** Provided data follows **
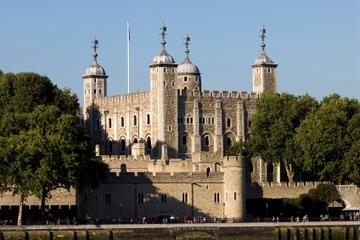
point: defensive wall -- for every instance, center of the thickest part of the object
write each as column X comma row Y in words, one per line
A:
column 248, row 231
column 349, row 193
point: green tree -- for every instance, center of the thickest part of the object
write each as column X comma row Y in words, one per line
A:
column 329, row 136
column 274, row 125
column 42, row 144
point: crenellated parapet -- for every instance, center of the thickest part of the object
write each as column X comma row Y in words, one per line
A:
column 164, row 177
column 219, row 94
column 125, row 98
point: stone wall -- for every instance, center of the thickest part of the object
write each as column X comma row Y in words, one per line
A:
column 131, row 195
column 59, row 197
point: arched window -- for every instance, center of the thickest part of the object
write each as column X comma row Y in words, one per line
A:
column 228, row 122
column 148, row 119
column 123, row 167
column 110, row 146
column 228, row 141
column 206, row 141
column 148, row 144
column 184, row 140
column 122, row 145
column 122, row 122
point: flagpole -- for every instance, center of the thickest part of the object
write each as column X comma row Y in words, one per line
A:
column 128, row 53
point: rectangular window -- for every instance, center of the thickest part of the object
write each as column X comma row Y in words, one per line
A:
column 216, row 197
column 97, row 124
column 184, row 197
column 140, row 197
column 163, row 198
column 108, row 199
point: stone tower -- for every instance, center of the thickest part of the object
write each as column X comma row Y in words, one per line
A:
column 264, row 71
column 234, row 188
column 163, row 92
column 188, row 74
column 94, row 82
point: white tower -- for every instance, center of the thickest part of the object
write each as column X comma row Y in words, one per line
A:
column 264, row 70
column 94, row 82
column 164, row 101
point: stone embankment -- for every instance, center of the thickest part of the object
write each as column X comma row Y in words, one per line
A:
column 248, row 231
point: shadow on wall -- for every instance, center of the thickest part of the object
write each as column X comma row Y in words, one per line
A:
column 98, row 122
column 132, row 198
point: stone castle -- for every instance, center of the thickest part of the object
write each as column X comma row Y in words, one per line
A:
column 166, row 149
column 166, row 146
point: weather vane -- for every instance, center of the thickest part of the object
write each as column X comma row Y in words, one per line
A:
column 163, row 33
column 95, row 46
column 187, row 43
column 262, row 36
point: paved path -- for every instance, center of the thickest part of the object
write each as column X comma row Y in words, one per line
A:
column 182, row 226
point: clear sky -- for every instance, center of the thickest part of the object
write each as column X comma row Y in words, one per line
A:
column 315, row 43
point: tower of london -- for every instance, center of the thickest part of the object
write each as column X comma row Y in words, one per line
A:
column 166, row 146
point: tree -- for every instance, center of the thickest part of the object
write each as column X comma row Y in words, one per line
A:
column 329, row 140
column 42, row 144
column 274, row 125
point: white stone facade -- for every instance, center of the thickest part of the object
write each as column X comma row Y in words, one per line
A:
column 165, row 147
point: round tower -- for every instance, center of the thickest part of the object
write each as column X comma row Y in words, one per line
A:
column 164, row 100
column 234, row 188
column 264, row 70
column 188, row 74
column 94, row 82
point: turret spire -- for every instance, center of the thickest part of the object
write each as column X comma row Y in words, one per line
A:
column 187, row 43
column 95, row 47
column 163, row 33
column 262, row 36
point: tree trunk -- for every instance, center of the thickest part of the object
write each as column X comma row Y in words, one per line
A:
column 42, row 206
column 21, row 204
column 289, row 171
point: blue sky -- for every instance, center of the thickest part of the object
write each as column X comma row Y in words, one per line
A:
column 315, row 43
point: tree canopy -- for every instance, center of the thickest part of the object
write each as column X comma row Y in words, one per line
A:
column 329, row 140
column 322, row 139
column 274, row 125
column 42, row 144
** End of Provided data **
** Provided data follows **
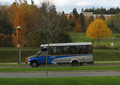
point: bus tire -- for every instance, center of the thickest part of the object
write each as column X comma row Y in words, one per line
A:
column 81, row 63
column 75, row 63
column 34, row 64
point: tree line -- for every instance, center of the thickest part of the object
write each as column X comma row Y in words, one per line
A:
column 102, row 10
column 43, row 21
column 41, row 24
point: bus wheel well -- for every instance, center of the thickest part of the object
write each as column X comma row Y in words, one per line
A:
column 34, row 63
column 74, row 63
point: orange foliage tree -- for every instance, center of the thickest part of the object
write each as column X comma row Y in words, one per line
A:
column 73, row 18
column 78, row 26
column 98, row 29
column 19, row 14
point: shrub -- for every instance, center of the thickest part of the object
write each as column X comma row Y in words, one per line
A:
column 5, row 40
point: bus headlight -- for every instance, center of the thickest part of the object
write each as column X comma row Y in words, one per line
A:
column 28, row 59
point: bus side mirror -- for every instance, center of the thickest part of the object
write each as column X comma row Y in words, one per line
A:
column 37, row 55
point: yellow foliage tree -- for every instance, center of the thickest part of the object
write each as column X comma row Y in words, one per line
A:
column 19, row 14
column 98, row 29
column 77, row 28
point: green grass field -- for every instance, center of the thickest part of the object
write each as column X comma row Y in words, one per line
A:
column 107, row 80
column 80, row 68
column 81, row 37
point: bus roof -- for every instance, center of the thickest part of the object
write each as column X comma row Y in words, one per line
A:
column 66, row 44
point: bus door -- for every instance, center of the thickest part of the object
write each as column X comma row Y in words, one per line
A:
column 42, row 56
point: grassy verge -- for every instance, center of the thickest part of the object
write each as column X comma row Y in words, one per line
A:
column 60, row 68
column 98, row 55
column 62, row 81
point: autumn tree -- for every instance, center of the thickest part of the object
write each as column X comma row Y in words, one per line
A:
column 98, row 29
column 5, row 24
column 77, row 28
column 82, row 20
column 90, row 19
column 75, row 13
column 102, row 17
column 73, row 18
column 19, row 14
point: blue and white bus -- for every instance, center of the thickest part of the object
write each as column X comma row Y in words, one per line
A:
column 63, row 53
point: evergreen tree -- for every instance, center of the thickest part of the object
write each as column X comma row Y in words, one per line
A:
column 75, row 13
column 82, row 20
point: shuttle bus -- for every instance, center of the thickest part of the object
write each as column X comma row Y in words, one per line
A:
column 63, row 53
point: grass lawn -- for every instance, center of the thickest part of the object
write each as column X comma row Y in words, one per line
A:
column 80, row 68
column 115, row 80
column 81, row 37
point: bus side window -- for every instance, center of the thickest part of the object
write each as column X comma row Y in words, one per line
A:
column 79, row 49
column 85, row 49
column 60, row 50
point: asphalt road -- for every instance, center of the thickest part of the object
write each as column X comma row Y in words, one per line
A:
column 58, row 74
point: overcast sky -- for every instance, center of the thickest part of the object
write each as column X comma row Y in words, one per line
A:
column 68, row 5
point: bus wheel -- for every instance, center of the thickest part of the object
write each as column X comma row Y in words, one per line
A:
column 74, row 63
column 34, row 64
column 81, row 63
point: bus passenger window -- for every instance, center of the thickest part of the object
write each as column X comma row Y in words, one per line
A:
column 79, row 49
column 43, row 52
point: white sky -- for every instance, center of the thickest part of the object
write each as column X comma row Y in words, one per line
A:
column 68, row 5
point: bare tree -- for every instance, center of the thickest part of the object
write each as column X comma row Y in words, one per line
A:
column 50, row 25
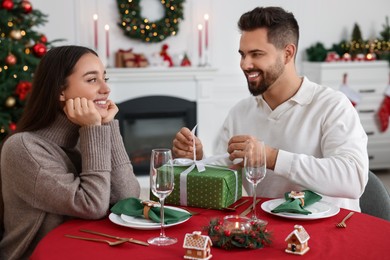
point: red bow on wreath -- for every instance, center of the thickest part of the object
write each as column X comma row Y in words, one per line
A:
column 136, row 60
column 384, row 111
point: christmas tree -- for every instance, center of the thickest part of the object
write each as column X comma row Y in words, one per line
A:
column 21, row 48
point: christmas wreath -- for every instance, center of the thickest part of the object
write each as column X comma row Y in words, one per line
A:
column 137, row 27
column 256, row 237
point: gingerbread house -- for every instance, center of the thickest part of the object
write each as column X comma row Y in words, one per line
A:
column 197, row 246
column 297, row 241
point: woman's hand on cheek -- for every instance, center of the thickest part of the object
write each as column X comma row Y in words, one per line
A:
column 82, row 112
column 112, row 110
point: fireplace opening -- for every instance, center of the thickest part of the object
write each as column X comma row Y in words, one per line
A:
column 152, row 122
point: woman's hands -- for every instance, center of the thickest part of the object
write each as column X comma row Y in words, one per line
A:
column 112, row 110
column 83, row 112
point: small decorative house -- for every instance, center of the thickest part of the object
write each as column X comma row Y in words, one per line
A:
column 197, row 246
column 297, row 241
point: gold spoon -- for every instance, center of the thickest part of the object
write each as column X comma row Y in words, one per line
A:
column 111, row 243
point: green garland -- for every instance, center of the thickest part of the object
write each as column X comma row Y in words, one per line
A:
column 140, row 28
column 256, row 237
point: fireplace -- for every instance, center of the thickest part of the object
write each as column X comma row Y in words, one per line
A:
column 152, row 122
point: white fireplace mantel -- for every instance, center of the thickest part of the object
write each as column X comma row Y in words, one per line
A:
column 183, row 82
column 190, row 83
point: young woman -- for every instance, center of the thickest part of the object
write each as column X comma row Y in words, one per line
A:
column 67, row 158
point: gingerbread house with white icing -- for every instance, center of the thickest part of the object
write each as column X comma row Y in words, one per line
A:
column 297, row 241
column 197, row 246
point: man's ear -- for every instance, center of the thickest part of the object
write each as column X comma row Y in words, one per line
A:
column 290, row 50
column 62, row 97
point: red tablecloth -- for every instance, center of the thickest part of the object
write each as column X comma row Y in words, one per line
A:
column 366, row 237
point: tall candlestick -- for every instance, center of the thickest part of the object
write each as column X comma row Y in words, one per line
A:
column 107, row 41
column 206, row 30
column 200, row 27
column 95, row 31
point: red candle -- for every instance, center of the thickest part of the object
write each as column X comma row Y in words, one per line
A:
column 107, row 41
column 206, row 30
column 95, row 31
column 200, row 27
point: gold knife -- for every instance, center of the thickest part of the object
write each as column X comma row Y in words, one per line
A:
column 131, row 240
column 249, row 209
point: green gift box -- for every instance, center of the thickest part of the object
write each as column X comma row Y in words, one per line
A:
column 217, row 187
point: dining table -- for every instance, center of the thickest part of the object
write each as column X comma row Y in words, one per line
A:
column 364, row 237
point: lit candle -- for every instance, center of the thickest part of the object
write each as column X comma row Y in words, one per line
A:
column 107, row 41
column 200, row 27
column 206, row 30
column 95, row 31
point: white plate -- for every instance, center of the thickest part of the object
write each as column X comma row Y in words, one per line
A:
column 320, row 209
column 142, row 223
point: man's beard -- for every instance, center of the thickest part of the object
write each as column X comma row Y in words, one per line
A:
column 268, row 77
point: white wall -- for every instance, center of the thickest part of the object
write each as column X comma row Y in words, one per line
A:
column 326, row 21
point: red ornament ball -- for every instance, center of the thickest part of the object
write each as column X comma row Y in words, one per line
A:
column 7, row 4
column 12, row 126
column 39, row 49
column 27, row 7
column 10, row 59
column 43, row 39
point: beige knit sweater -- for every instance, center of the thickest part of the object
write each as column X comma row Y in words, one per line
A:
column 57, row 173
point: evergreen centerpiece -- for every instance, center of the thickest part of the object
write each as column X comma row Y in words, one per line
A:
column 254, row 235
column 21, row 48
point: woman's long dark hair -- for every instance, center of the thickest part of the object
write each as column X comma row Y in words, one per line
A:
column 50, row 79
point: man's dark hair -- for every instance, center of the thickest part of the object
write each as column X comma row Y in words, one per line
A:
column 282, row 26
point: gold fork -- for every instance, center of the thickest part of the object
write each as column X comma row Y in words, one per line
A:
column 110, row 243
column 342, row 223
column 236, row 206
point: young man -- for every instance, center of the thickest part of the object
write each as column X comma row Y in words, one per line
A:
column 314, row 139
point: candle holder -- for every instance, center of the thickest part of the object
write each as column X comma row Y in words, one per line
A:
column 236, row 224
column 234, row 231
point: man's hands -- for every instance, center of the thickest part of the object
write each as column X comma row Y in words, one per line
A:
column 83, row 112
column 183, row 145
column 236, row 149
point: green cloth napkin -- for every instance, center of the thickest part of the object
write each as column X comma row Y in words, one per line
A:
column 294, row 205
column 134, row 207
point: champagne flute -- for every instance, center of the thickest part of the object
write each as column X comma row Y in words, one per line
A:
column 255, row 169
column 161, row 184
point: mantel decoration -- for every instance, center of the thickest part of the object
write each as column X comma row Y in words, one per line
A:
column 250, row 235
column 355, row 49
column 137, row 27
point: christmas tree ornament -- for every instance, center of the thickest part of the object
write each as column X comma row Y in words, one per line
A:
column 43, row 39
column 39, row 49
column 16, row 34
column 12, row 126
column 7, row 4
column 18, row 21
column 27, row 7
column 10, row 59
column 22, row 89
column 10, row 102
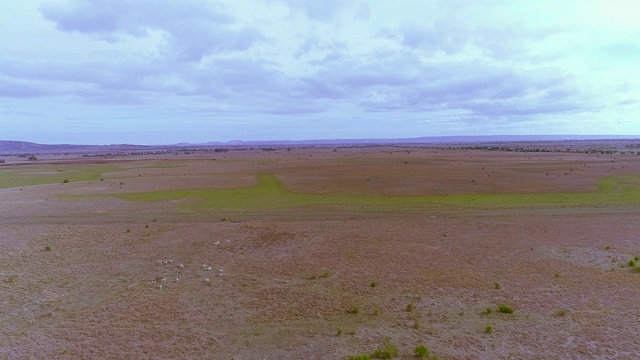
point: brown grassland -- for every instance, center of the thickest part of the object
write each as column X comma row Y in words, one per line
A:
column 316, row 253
** End of Provided data **
> [Required action] For this task, write out exactly the lines of the entries above, starting at the line with "point: defensive wall" and ending at the line with "point: crenellated parapet", both included, and no others.

> [Result]
point: defensive wall -- for every instance, center of the thickest part of the object
write each as column X comma row Y in words, one per line
A:
column 248, row 231
column 349, row 193
point: green tree -- for every instance, center of the thickest part of the object
write each as column X comma row Y in words, one per line
A:
column 329, row 136
column 274, row 125
column 42, row 144
point: crenellated parapet -- for every instance, center of the thickest part of the object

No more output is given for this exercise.